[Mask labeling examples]

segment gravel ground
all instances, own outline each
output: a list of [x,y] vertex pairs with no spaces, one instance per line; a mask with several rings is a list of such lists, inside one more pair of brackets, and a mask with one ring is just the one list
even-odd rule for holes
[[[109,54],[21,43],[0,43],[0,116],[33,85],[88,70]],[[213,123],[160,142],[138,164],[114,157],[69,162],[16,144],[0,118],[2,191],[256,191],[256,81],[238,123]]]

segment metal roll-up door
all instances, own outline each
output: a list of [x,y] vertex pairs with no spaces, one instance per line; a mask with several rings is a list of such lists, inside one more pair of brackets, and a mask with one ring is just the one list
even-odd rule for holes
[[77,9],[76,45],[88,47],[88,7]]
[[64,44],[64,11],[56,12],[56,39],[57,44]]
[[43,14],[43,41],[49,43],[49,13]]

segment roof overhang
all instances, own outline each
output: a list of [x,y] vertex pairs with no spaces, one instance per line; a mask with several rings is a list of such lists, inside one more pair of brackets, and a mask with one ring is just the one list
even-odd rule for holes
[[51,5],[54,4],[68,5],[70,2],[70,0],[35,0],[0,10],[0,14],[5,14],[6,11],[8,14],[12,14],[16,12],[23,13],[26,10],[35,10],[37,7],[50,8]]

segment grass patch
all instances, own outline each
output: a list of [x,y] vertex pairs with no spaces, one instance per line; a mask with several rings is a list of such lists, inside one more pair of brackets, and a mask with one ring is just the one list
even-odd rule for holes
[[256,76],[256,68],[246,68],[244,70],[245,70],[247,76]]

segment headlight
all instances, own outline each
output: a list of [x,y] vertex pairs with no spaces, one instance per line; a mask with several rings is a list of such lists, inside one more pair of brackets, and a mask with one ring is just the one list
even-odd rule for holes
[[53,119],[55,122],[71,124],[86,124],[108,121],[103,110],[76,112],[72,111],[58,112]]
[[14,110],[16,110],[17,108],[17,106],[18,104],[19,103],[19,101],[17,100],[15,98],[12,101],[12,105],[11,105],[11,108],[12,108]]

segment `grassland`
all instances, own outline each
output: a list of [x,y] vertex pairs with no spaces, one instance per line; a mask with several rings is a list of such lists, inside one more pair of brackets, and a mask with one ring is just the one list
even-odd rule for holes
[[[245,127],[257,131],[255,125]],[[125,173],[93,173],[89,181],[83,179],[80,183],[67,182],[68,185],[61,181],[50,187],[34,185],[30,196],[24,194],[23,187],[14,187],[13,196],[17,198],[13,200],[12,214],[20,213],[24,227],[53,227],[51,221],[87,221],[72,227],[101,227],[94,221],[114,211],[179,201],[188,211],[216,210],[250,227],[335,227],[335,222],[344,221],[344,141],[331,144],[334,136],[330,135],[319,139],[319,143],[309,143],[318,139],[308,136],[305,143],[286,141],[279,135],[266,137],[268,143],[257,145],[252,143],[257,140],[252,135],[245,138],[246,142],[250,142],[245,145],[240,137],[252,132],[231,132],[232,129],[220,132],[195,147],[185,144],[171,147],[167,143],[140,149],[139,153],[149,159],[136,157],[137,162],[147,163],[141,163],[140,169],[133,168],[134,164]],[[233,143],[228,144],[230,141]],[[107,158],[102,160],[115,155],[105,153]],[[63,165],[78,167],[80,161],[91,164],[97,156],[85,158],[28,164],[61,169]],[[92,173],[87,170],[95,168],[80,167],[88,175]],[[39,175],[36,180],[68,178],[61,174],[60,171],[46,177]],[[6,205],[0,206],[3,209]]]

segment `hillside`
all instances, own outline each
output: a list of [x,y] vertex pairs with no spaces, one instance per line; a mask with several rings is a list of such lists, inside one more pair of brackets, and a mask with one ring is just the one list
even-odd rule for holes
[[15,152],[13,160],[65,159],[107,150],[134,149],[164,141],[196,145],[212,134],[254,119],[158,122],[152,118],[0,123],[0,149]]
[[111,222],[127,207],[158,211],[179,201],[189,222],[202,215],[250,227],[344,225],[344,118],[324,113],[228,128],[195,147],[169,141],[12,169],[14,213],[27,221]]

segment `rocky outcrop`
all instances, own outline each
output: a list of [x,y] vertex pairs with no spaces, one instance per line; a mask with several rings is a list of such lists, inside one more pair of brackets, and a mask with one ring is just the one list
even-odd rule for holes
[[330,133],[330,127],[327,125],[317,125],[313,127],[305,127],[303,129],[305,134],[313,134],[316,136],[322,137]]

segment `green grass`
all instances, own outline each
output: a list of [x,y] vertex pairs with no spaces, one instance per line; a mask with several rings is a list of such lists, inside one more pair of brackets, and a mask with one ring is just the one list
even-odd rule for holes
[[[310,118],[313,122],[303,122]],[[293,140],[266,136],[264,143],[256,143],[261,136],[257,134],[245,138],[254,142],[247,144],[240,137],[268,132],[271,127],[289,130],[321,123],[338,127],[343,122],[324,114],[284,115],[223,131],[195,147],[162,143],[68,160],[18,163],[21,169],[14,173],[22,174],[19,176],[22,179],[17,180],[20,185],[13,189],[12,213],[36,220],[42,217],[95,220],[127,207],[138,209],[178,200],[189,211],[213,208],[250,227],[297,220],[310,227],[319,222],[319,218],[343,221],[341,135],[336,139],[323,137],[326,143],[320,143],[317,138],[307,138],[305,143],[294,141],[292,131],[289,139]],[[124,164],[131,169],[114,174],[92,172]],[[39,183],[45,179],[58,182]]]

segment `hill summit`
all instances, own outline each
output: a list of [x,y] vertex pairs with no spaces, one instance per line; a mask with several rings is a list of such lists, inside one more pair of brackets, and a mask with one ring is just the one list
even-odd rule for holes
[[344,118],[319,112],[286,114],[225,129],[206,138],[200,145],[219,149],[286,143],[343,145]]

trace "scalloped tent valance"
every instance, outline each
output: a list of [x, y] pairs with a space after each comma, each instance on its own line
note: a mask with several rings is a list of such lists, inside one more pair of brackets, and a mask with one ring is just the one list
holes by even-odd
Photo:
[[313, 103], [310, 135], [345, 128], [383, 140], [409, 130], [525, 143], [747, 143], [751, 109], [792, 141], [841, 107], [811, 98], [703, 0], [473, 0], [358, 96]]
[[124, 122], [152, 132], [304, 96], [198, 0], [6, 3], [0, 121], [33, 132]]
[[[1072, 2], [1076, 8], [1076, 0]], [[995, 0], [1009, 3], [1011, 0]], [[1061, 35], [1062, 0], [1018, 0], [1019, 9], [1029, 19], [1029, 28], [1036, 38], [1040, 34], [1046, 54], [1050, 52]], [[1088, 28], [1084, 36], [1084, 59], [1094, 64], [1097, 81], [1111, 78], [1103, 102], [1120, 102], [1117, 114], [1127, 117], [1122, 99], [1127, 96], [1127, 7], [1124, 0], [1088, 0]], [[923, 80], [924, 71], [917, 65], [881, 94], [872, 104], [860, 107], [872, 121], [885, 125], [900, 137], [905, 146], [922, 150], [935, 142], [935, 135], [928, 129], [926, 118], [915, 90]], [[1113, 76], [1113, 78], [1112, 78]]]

Exercise details — All records above must be set down exactly, please.

Response to this task —
segment gravel ground
all instances, own outline each
output: a list of [x,y] vertex pairs with no spaces, one instance per line; a mask with several rings is a list of such lists, inside one more pair of brackets, and a mask with one ring is just the one list
even-odd rule for holes
[[[109,54],[21,43],[0,43],[0,116],[33,85],[88,70]],[[213,123],[160,142],[138,164],[114,157],[69,162],[16,144],[0,118],[2,191],[256,191],[256,81],[238,123]]]

segment metal roll-up door
all instances, own outline each
output: a list of [x,y] vertex pairs with no spaces, one instance per line; a mask with several rings is a list of such lists, inside one more pair of brackets, and a mask with one ring is just the one list
even-odd rule for holes
[[77,9],[76,45],[88,47],[88,7]]
[[64,44],[64,11],[56,12],[56,39],[57,44]]
[[43,14],[43,41],[49,43],[49,13]]

segment roof overhang
all instances, own outline each
output: a list of [x,y] vertex pairs with no spaces, one instance per line; a mask with several rings is a list of such lists, inside one more pair of brackets, and a mask with one ring is just the one list
even-odd rule for holes
[[51,5],[54,4],[68,5],[70,2],[70,0],[35,0],[0,10],[0,14],[5,14],[6,11],[8,14],[12,14],[16,12],[23,13],[26,10],[35,10],[37,7],[50,8]]

segment grass patch
all instances, own outline each
output: a list of [x,y] vertex pairs with no spaces, one instance per line; a mask with several rings is a list of such lists, inside one more pair of brackets, and a mask with one ring is just the one list
even-odd rule for holes
[[256,76],[256,68],[246,68],[244,70],[245,70],[247,76]]

segment headlight
all instances, own outline each
output: a list of [x,y] vertex pairs with no spaces, one instance per line; a mask with several rings is a list of such lists, inside one more pair of brackets, and a mask with one ring is just the one list
even-odd rule for holes
[[53,119],[55,122],[71,124],[86,124],[108,121],[103,110],[76,112],[72,111],[58,112]]
[[14,110],[16,110],[17,108],[17,106],[18,104],[19,103],[19,101],[17,100],[15,98],[12,101],[12,105],[11,105],[11,108],[12,108]]

segment `grassland`
all instances, own outline each
output: a list of [x,y] vertex pairs with no spaces, one instance per line; a mask with several rings is a list of such lists, inside one more pair of brackets, and a mask with one ring is just the one list
even-odd rule for holes
[[[245,127],[257,131],[255,125]],[[125,173],[93,173],[89,181],[83,179],[80,183],[67,182],[68,185],[61,181],[50,187],[34,185],[30,196],[24,194],[23,187],[14,187],[13,196],[17,198],[13,200],[12,214],[20,213],[24,227],[53,227],[51,221],[87,221],[72,227],[101,227],[94,221],[114,211],[179,201],[188,211],[216,210],[250,227],[335,227],[335,222],[344,221],[344,141],[331,144],[334,136],[330,135],[319,139],[319,143],[309,143],[318,139],[308,136],[305,143],[286,141],[279,135],[266,137],[268,143],[257,145],[252,143],[257,140],[252,135],[245,138],[246,142],[250,142],[245,145],[240,137],[252,132],[231,132],[232,129],[220,132],[195,147],[185,144],[171,147],[167,143],[140,149],[139,153],[149,159],[136,157],[137,162],[147,163],[141,163],[140,169],[133,168],[134,164]],[[233,143],[228,144],[230,141]],[[107,158],[102,160],[115,155],[105,153]],[[63,165],[78,167],[80,161],[91,164],[97,156],[85,158],[28,164],[61,169]],[[92,173],[87,170],[95,168],[80,167],[88,175]],[[39,175],[36,180],[68,178],[61,174],[60,171],[46,177]],[[6,205],[0,206],[3,209]]]

segment `hillside`
all instances, own outline each
output: a list of [x,y] vertex pairs with no spaces, one instance per line; a mask with several rings is a list of such lists, inside one more pair of brackets, and a mask with one ring is just the one list
even-odd rule for holes
[[15,152],[13,160],[65,159],[107,150],[134,149],[164,141],[196,145],[212,134],[254,119],[158,122],[152,118],[0,123],[0,149]]
[[111,222],[127,207],[158,211],[179,201],[189,222],[202,215],[250,227],[344,225],[344,118],[324,113],[228,128],[195,147],[169,141],[12,169],[14,213],[27,221]]

segment `rocky outcrop`
all instances, own outline each
output: a list of [x,y] vertex pairs with no spaces, one instance per line; a mask with several rings is a list of such lists, inside one more pair of brackets, and a mask with one ring is just the one list
even-odd rule for holes
[[330,133],[330,127],[327,125],[317,125],[313,127],[305,127],[303,129],[305,134],[313,134],[316,136],[322,137]]

segment `green grass`
all instances, own outline each
output: a list of [x,y] vertex pairs with no spaces, one instance per line; a mask with several rings is a list of such lists, inside one more pair of brackets, and a mask with one ring is just the one list
even-odd rule for holes
[[[310,118],[313,122],[303,122]],[[293,140],[266,136],[264,143],[256,143],[261,136],[257,134],[245,138],[254,142],[247,144],[240,137],[268,132],[271,127],[289,130],[321,123],[338,127],[343,122],[324,114],[284,115],[223,131],[195,147],[162,143],[68,160],[18,163],[21,169],[14,173],[22,174],[19,176],[22,179],[17,180],[20,185],[13,189],[12,213],[36,220],[42,217],[95,220],[127,207],[138,209],[178,200],[189,211],[213,208],[250,227],[297,220],[310,227],[319,222],[319,218],[343,221],[341,135],[336,139],[323,137],[326,143],[320,143],[317,138],[307,138],[305,143],[294,141],[292,131],[289,139]],[[124,164],[131,169],[114,174],[92,172]],[[39,183],[45,179],[58,182]]]

segment `hill summit`
all instances, own outline each
output: a list of [x,y] vertex pairs with no spaces, one instance per line; a mask with several rings is a list of such lists, inside one more pair of brackets, and a mask with one ring is just the one list
even-odd rule for holes
[[344,118],[319,112],[286,114],[225,129],[206,138],[200,145],[219,149],[286,143],[343,145]]

trace "scalloped tent valance"
every instance, outline each
output: a list of [x, y] pairs with a space after each comma, each instance on its own line
note: a mask with several rings is a list of such lists, inside one more pair of brackets, and a mask with one ring is just the one list
holes by even-odd
Photo:
[[313, 103], [310, 135], [345, 128], [383, 140], [409, 130], [525, 143], [747, 143], [751, 109], [792, 141], [841, 107], [811, 98], [703, 0], [473, 0], [358, 96]]
[[124, 122], [152, 132], [304, 96], [198, 0], [6, 3], [0, 121], [33, 132]]
[[[1072, 2], [1076, 8], [1076, 0]], [[995, 0], [1009, 3], [1011, 0]], [[1061, 35], [1062, 0], [1018, 0], [1019, 9], [1029, 19], [1029, 28], [1036, 38], [1040, 34], [1046, 54], [1050, 52]], [[1088, 28], [1084, 36], [1084, 59], [1094, 64], [1097, 81], [1111, 78], [1103, 102], [1120, 102], [1117, 114], [1127, 117], [1122, 99], [1127, 96], [1127, 7], [1124, 0], [1088, 0]], [[923, 80], [924, 71], [917, 65], [881, 94], [872, 104], [860, 107], [872, 121], [885, 125], [900, 137], [905, 146], [922, 150], [935, 142], [935, 135], [928, 129], [926, 118], [915, 90]], [[1113, 76], [1113, 78], [1112, 78]]]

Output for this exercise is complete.